*Page excerpt*
He began gliding competitively, first sharing a glider with his brother, Tony, winning the British Team Championship in 1950, in which a glider was flown on alternate days by different people (a so-called "team").

In 1955 he climbed to 9300 m in the USA and became the first British glider pilot to gain a complete Diamond Badge with all three "diamonds". Later in 1955 he broke the British National Altitude Record in a Schweizer SGS 1-23 in California climbing to 11500 m.

He was a member of the British team at the World Championships from 1956 to 1972. In 1956 at Saint-Yan in France, he and Frank Foster won the World Gliding Two Seater Championship in a Slingsby Eagle two seater. The US Soaring magazine noted that the only single seater to beat them was the winner, Paul MacCready.

He finished in second place in the single seater World Championships in 1958 Leszno, Poland, and fourth in 1960 and 1972. He was British single-seater champion on three occasions (1962, 1967 & 1971), and in second place on four others.

He finished first in the American Championships in 1955, though as foreigner could not be the US Champion and was placed "above first"

At Lasham on 10 May 1959 he declared a goal of Portmoak in Scotland and achieved a record goal flight of 579.36 km in a Slingsby Skylark 3 at an average speed of 90.7 km/h. This is still the UK goal-distance-record for gliders of wingspan not greater than 20 metres; and the speed record for a 500 km goal flight. During his gliding career he held eleven British records.

[Natural language region descriptions]
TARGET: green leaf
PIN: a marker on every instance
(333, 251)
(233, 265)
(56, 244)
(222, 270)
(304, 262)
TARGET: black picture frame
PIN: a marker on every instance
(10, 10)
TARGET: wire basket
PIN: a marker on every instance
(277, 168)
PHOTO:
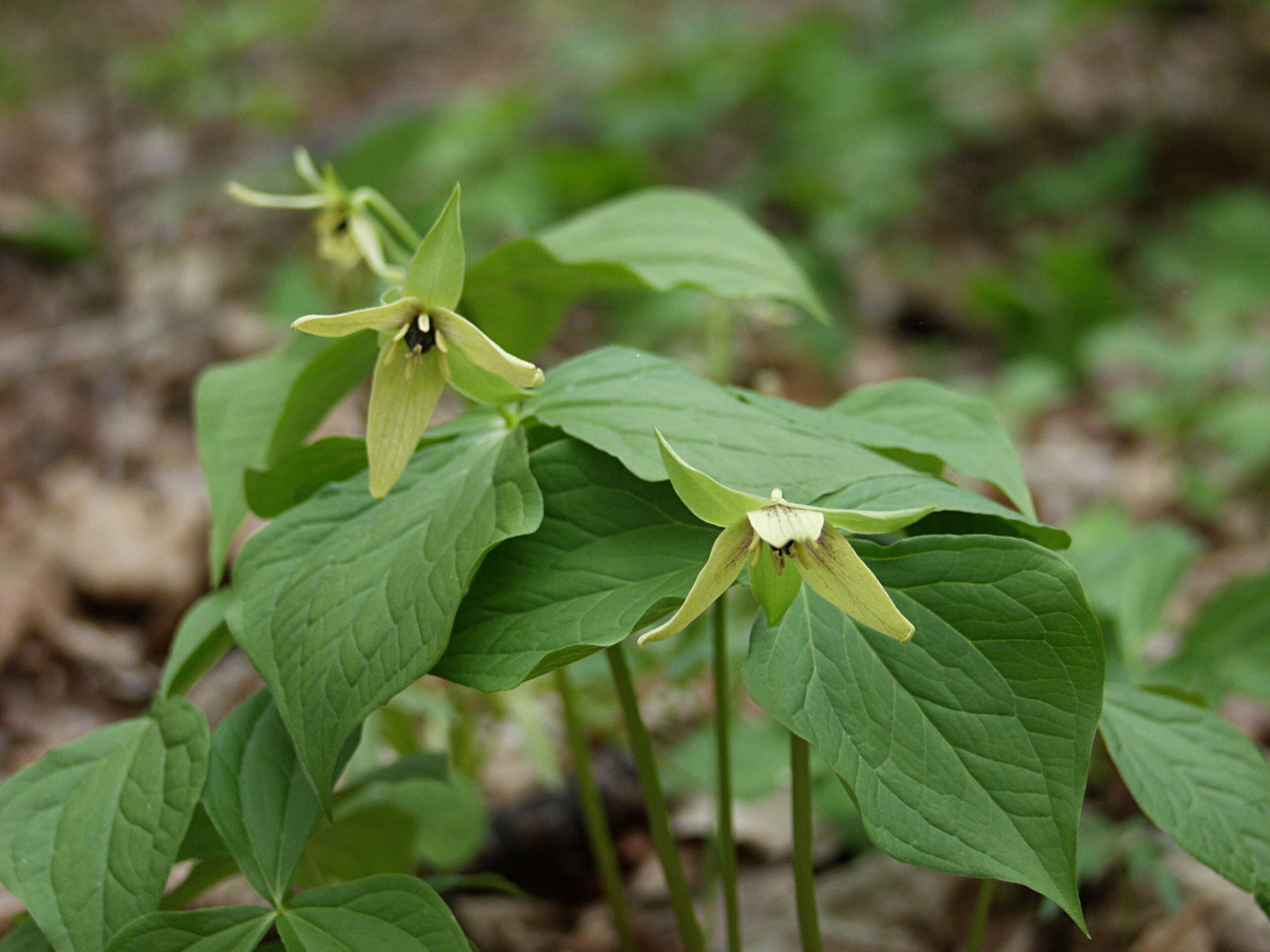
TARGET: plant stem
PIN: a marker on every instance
(980, 924)
(593, 814)
(804, 876)
(654, 801)
(723, 794)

*Task directions*
In the gliding career excerpt, which glider was flown on the 1959 goal flight from Lasham to Portmoak? These entries come from a separate source.

*Your response*
A Slingsby Skylark 3.